■ **Work to complete**
The required answer is an exact copy of every entry underneath.

■ **Stored data**
##############################

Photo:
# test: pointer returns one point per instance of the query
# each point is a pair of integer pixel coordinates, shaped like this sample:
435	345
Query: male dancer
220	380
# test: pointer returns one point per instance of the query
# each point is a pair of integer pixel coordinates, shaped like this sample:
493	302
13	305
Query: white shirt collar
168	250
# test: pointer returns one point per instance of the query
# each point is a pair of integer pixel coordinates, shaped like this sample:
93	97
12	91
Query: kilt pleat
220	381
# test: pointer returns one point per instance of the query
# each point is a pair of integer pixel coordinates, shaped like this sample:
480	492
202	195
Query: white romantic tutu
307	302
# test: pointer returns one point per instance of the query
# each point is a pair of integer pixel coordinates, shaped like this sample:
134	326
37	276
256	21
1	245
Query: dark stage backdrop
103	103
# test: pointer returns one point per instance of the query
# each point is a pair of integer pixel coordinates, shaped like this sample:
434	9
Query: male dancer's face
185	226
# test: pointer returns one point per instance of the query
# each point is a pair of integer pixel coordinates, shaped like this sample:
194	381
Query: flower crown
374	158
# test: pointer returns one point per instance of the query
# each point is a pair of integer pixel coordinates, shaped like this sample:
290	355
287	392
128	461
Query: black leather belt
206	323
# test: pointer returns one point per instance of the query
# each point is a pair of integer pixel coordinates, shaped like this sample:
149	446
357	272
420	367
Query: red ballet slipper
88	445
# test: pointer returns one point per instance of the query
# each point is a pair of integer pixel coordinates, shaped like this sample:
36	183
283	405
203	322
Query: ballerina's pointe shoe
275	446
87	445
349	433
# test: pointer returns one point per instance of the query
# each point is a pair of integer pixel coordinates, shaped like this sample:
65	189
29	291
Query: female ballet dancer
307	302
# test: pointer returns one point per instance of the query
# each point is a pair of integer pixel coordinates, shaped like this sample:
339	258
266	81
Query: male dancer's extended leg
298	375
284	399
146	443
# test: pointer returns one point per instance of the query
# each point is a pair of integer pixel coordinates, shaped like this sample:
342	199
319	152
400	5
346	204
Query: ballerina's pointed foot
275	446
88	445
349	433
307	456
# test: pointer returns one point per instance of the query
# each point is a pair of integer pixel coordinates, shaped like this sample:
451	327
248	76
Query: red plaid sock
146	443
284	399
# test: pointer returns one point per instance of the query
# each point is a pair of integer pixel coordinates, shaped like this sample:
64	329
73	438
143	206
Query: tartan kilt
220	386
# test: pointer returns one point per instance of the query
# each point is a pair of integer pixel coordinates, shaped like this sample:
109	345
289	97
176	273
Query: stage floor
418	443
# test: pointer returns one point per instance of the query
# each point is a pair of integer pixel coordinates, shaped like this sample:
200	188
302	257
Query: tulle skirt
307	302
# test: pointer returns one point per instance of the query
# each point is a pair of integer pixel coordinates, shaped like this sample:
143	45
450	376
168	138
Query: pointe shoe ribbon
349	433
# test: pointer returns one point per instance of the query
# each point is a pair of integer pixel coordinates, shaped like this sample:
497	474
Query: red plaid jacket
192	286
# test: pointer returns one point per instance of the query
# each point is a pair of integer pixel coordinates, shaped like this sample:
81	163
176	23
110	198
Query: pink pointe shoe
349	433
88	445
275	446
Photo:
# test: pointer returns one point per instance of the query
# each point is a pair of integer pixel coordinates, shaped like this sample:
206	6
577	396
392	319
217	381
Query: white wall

##############################

■ **Answer to the exercise**
Photo:
# test: pointer returns one point per instance of the query
# each point is a pair of integer pixel coordinates, shaped like this sample:
435	345
Query: male dancer
220	380
# test: pointer returns one point per instance of the query
# each point is a pair of integer pixel coordinates, shaped like this sample:
493	302
13	305
Query: white shirt collar
168	250
# test: pointer returns one point per instance of the query
# each point is a pair of integer pixel coordinates, shaped like this sample:
93	97
12	91
Query: kilt pleat
220	381
# test: pointer returns one point per instance of the query
# each point is a pair of integer pixel coordinates, shaped like this sample:
480	492
202	195
Query: white romantic tutu
307	302
# test: pointer returns one point per instance of the query
# each point is a pair of integer pixel coordinates, shaped like this sample:
134	326
37	276
256	21
1	245
Query: dark stage backdrop
103	103
# test: pointer returns one point per instance of the query
# each point is a pair of integer pixel coordinates, shaped like this sample:
434	9
Query: male dancer's face
185	226
# test: pointer returns one point per instance of the query
# each point is a pair of integer pixel coordinates, shaped like this sample:
194	381
Query: flower crown
374	158
# test: pointer returns one point per instance of the query
# each point is a pair of integer pixel coordinates, shaped like this sample:
290	355
287	392
128	461
Query: black leather belt
206	323
# test: pointer returns one point per instance of the query
# each point is a pair of integer pixel coordinates, shaped like this sample:
149	446
357	272
420	367
Query: red ballet slipper
88	445
# test: pointer returns one point per instance of the query
# each point is a pair of integer pixel coordinates, shaped like this sample:
36	183
283	405
203	322
Query: ballerina's pointe shoe
275	446
87	445
349	433
# test: pointer returns one point per instance of the query
# each point is a pair of integer pixel coordinates, shaped like this sample:
65	189
29	291
Query: female ballet dancer
307	302
# test: pointer returns one point per instance of the query
# each point is a pair of integer pixel coordinates, shaped like this sample:
339	258
266	81
Query: male dancer's extended leg
298	375
284	399
146	443
# test: pointer returns one point per instance of the query
# each point is a pair of integer pixel coordinates, shaped like this sample:
342	199
319	152
400	5
346	204
Query: ballerina's pointed foot
275	446
88	445
349	433
307	456
# test: pointer returns one point per instance of the query
# each point is a pair of integer pixel coordinates, shaped like this sample:
451	327
248	76
Query: red plaid sock
146	443
284	399
# test: pointer returns one point per instance of the query
# each point is a pair of integer pixel coordinates, shaped like this sample:
64	329
73	438
143	206
Query: tartan kilt
220	386
# test: pointer returns one point per instance of the query
# each point is a pair of integer pixel coordinates, shaped like this sample:
109	345
289	97
176	273
Query: stage floor
418	443
# test: pointer returns one point per instance of the query
# each point is a pair of integer pixel coordinates, shaped like this sample:
200	188
302	257
Query: tulle skirt
307	302
# test: pointer returns one point per instance of the query
# each point is a pair of integer pixel coordinates, shaped like this sample:
143	45
450	376
168	138
Query: pointe shoe ribbon
349	433
# test: pointer returns one point per instance of the query
# each point is a pair of integer pixel coordinates, shaped like this sample:
497	474
Query: red plaid jacket
192	286
# test: pointer returns one point per instance of the query
# each point is a pair of integer pixel coordinates, shaped like this sample:
81	163
176	23
110	198
Query: pink pointe shoe
349	433
88	445
275	446
Photo:
# test: pointer returns one point per instance of the query
# each point is a pair of integer pixel coordinates, shaped like this sample:
206	6
577	396
392	319
217	381
Query: white wall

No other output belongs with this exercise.